═════ Materials provided

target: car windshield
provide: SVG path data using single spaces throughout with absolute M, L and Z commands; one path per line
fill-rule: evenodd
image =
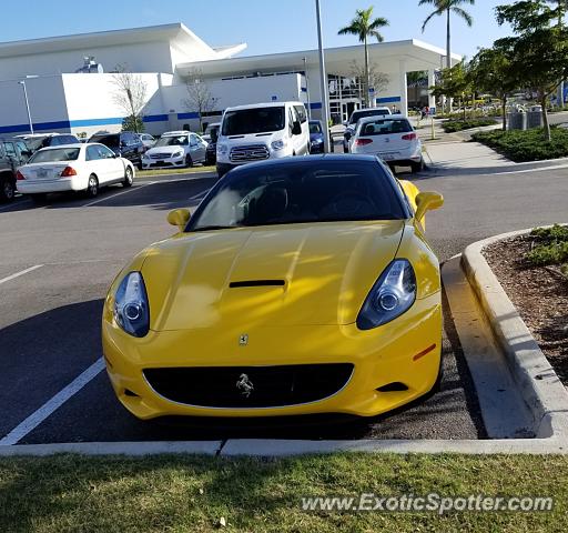
M 26 144 L 28 144 L 30 150 L 32 152 L 34 152 L 36 150 L 39 150 L 43 145 L 43 141 L 47 138 L 48 138 L 47 135 L 45 137 L 30 137 L 30 138 L 26 139 Z
M 390 133 L 408 133 L 413 127 L 406 119 L 382 119 L 373 122 L 363 122 L 359 125 L 359 135 L 388 135 Z
M 365 111 L 355 111 L 351 115 L 349 124 L 355 124 L 359 119 L 364 119 L 366 117 L 384 117 L 385 114 L 390 114 L 386 109 L 367 109 Z
M 246 135 L 283 130 L 284 107 L 227 111 L 223 118 L 223 135 Z
M 182 147 L 189 144 L 187 135 L 169 135 L 158 139 L 154 147 Z
M 79 159 L 80 148 L 54 148 L 36 152 L 28 163 L 57 163 L 59 161 L 75 161 Z
M 100 142 L 105 147 L 118 147 L 120 143 L 120 135 L 93 135 L 89 142 Z
M 320 122 L 310 122 L 310 133 L 322 133 L 322 124 Z
M 186 231 L 405 218 L 392 178 L 375 161 L 317 161 L 236 171 L 212 191 Z

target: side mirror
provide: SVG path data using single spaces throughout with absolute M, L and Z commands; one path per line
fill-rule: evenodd
M 416 213 L 414 219 L 422 222 L 426 211 L 439 209 L 444 205 L 444 197 L 439 192 L 420 192 L 416 195 Z
M 175 209 L 168 213 L 168 222 L 183 231 L 190 221 L 190 217 L 191 214 L 187 209 Z

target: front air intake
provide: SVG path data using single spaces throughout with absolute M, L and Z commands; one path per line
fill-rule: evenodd
M 232 281 L 229 283 L 230 289 L 239 289 L 241 286 L 284 286 L 284 280 L 250 280 L 250 281 Z

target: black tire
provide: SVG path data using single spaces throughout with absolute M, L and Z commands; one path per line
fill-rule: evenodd
M 134 182 L 134 172 L 132 172 L 132 169 L 130 167 L 126 167 L 124 169 L 124 181 L 122 182 L 122 187 L 132 187 L 132 183 Z
M 97 175 L 91 174 L 89 177 L 85 193 L 88 198 L 95 198 L 99 194 L 99 179 Z
M 31 198 L 31 201 L 38 205 L 41 205 L 48 201 L 48 195 L 44 192 L 28 195 Z
M 10 178 L 0 178 L 0 202 L 11 202 L 14 194 L 14 182 Z
M 420 159 L 417 163 L 410 163 L 410 169 L 413 173 L 422 172 L 424 170 L 424 159 Z

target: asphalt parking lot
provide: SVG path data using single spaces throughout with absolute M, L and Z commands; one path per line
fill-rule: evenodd
M 427 228 L 440 261 L 478 239 L 564 220 L 567 174 L 418 179 L 422 190 L 446 197 L 446 207 L 428 215 Z M 173 233 L 168 211 L 197 204 L 214 181 L 212 174 L 148 178 L 129 190 L 110 188 L 95 200 L 61 195 L 36 207 L 20 198 L 0 205 L 0 440 L 7 434 L 13 443 L 485 436 L 447 308 L 442 392 L 389 416 L 342 424 L 324 419 L 140 422 L 124 411 L 100 365 L 106 289 L 132 255 Z M 77 392 L 65 389 L 88 369 Z M 30 415 L 33 423 L 22 426 Z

══════════

Copy the lines starting at the line containing "target: black tire" and ending at the line containing "M 420 159 L", both included.

> [Result of the task]:
target: black tire
provide: SVG path data using single spaces throughout with absolute M, L and Z commands; one path per line
fill-rule: evenodd
M 134 182 L 134 172 L 132 172 L 132 169 L 130 167 L 126 167 L 124 169 L 124 181 L 122 182 L 122 187 L 132 187 L 132 183 Z
M 97 175 L 91 174 L 89 177 L 85 193 L 88 198 L 95 198 L 99 194 L 99 179 Z
M 31 198 L 31 201 L 38 205 L 41 205 L 48 201 L 48 195 L 44 192 L 28 195 Z
M 10 178 L 0 178 L 0 202 L 11 202 L 14 194 L 14 182 Z
M 420 159 L 417 163 L 410 163 L 410 169 L 413 173 L 422 172 L 424 170 L 424 159 Z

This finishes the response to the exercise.